BRIEF = Every line from the line containing "of the shoreline" to the end of the data must appear in the answer exactly as it appears there, and nothing else.

MATERIAL SUPPLIED =
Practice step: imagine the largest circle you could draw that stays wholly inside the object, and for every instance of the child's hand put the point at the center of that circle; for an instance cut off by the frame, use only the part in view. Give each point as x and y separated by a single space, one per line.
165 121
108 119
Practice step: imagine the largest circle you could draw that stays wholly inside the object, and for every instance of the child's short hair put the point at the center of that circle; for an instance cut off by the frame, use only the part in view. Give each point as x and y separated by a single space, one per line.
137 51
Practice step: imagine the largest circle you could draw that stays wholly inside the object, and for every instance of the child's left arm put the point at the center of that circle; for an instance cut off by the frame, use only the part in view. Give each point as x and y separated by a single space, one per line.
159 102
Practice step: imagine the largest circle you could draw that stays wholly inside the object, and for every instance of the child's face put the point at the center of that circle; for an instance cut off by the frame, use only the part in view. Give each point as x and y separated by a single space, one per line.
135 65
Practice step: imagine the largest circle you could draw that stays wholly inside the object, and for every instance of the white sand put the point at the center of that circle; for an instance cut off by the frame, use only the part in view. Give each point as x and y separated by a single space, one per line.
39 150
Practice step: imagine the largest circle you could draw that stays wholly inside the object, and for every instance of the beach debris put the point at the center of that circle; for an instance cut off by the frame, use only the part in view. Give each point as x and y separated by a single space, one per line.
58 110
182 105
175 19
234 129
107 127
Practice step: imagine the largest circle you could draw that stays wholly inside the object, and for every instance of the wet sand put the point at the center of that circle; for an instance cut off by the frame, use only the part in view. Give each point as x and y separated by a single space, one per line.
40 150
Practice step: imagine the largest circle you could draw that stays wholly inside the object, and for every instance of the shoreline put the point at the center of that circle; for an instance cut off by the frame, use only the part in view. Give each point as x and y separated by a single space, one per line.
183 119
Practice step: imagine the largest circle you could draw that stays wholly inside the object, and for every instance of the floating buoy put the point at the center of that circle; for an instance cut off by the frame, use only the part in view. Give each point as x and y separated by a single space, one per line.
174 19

RESULT FOR THIS TASK =
Practice step: imagine the largest circle you could draw that stays wholly inside the object, and for every instance of the shoreline put the point at the center of that circle; for an instance cut off by the frame, use only the part in view. Give each point as x and y separated by a single space, one per line.
183 119
Practice step: imagine the largest circle you could draw that stays wholly inside the object, and for every instance of the floating buoy put the point at the center of that circle; for an instance cut off by the frame, use only the part in view. Give each point as x and y separated by a single space, one per line.
174 19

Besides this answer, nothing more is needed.